RECORD SET start

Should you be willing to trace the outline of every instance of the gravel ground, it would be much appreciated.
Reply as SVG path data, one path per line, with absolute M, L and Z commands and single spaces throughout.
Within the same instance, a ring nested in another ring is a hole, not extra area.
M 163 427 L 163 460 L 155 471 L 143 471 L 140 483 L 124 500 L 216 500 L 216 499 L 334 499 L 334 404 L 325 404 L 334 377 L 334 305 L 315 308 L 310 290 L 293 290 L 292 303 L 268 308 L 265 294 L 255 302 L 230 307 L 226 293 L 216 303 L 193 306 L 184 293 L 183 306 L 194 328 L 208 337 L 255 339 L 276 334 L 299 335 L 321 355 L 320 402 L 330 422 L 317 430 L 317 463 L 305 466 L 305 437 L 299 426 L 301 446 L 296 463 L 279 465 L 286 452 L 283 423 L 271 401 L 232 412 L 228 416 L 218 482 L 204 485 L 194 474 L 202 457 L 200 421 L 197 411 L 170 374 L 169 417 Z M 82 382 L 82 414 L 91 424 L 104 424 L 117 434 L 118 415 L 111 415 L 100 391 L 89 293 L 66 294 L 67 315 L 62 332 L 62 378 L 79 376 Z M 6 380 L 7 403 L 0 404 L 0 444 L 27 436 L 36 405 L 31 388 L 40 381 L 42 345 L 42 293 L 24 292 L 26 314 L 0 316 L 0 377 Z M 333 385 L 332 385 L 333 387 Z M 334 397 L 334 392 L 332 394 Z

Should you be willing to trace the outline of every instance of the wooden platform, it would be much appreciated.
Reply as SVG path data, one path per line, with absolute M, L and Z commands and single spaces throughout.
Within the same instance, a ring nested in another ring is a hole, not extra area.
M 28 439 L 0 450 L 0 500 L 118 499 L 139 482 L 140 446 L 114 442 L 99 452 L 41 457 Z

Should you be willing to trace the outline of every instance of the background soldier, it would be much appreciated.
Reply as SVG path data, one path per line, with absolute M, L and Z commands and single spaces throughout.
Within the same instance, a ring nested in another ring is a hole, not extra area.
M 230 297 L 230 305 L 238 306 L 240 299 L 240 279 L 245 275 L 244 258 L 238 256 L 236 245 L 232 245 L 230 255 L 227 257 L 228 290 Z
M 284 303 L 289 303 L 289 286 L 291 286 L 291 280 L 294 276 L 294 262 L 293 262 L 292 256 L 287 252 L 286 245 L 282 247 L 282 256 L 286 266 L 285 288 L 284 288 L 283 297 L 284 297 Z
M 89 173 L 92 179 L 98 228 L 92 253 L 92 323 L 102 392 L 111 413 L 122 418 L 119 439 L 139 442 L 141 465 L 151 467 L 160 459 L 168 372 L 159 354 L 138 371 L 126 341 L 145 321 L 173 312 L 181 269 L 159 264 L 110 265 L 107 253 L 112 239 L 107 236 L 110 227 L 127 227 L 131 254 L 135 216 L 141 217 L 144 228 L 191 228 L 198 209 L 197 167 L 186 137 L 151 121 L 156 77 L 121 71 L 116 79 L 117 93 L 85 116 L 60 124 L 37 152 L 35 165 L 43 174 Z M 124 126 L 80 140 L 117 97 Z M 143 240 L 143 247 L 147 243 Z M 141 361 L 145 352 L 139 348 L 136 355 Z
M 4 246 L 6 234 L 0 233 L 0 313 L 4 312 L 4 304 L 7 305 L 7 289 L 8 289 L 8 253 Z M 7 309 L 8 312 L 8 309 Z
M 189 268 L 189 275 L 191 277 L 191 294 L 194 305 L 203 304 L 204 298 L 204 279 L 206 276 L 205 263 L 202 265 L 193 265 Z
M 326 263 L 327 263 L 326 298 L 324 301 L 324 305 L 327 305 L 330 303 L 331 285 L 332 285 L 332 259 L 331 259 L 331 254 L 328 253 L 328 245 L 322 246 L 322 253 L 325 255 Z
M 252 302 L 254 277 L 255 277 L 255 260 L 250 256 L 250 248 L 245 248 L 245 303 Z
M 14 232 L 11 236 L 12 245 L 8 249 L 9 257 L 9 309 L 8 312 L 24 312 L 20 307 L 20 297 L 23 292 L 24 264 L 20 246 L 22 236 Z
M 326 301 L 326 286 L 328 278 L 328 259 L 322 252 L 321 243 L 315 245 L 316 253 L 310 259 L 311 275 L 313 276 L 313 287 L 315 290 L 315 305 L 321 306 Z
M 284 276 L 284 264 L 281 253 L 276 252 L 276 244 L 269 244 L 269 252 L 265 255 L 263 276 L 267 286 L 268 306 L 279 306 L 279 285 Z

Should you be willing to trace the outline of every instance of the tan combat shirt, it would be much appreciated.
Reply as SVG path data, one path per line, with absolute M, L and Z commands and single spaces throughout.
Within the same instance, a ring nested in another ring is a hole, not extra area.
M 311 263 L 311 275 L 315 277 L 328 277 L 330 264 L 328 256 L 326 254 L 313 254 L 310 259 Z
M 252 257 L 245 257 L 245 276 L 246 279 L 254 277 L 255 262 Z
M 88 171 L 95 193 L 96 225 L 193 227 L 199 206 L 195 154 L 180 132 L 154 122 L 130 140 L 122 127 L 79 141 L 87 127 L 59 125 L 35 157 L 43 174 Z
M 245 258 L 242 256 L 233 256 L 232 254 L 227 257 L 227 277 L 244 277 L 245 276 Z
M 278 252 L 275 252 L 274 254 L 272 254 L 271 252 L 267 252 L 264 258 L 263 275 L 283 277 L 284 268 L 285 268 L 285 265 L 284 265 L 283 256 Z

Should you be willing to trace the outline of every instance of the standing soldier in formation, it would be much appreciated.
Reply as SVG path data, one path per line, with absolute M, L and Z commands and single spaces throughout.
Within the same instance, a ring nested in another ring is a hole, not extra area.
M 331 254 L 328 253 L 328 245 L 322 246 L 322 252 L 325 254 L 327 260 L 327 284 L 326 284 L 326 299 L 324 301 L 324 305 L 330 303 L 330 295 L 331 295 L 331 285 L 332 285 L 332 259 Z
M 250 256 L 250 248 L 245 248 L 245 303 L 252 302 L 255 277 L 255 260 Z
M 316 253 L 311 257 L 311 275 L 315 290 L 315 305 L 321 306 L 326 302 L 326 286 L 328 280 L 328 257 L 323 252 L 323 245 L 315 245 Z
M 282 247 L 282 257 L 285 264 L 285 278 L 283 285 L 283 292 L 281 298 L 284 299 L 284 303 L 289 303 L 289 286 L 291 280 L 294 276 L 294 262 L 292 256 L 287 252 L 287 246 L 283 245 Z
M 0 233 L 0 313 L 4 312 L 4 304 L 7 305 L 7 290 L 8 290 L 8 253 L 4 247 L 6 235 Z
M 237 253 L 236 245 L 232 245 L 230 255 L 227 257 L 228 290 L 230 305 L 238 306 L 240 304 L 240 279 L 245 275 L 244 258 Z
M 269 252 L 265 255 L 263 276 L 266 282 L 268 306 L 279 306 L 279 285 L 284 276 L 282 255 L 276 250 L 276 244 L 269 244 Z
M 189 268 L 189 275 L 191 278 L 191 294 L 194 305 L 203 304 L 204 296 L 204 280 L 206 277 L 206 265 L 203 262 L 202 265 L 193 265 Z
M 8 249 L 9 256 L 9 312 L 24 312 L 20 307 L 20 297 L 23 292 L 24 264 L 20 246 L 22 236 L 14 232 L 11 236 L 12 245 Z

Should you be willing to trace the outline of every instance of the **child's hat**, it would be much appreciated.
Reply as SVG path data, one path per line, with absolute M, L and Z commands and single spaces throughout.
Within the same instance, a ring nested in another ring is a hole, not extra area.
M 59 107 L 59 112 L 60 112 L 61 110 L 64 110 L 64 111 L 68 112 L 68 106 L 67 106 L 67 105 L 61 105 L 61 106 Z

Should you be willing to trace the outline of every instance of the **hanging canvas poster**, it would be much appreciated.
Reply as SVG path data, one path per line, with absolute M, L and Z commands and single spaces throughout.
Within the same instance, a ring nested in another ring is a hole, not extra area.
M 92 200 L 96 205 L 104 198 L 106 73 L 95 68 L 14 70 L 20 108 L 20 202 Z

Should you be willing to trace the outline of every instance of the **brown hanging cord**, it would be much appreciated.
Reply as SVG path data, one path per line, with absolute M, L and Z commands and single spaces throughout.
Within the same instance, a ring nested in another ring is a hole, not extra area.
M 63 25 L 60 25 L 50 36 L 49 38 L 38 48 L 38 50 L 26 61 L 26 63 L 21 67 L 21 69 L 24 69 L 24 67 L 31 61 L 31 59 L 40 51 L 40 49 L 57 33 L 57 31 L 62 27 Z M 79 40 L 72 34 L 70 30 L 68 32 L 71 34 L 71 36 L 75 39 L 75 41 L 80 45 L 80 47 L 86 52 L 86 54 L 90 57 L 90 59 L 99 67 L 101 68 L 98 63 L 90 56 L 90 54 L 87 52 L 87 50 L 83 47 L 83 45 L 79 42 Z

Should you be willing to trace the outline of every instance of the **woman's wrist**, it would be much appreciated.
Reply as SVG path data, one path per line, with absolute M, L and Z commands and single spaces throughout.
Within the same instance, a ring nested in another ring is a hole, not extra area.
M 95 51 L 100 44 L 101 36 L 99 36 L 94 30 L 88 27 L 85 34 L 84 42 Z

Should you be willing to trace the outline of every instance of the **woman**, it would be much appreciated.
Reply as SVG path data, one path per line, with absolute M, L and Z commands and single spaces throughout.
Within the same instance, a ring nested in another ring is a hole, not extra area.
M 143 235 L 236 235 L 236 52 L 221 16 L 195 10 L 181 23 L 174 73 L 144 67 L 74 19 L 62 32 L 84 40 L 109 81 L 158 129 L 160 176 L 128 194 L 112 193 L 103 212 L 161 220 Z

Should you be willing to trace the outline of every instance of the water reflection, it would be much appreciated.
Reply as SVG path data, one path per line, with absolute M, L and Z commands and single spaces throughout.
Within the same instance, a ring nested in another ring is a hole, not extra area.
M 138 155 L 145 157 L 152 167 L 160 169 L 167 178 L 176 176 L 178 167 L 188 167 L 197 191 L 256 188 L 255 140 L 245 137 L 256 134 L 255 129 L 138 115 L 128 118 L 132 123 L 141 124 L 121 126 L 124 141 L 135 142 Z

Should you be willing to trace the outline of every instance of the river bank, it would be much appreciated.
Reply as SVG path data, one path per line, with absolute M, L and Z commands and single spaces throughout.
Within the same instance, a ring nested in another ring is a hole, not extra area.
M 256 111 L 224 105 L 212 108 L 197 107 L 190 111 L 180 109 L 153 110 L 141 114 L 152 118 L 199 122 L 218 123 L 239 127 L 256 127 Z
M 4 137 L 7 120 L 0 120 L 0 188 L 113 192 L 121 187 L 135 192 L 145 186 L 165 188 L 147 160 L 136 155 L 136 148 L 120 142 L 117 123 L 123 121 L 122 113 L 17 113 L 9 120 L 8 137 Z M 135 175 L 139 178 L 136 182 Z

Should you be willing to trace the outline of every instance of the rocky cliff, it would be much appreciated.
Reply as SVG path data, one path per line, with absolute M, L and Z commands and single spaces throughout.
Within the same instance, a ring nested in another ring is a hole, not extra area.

RECORD SET end

• _SET EXERCISE_
Turn everything in the records from the line containing "hat**, it would be much appreciated." down to the line containing "M 59 107 L 59", both included, into a Markdown table with the columns Row and Line. Number each row and leave out any blank lines.

• _EXPECTED OUTPUT_
| Row | Line |
|---|---|
| 1 | Should you be willing to trace the outline of every instance of the **child's hat**, it would be much appreciated. |
| 2 | Reply as SVG path data, one path per line, with absolute M, L and Z commands and single spaces throughout. |
| 3 | Within the same instance, a ring nested in another ring is a hole, not extra area. |
| 4 | M 59 107 L 59 112 L 60 112 L 61 110 L 64 110 L 64 111 L 68 112 L 68 106 L 67 106 L 67 105 L 61 105 L 61 106 Z |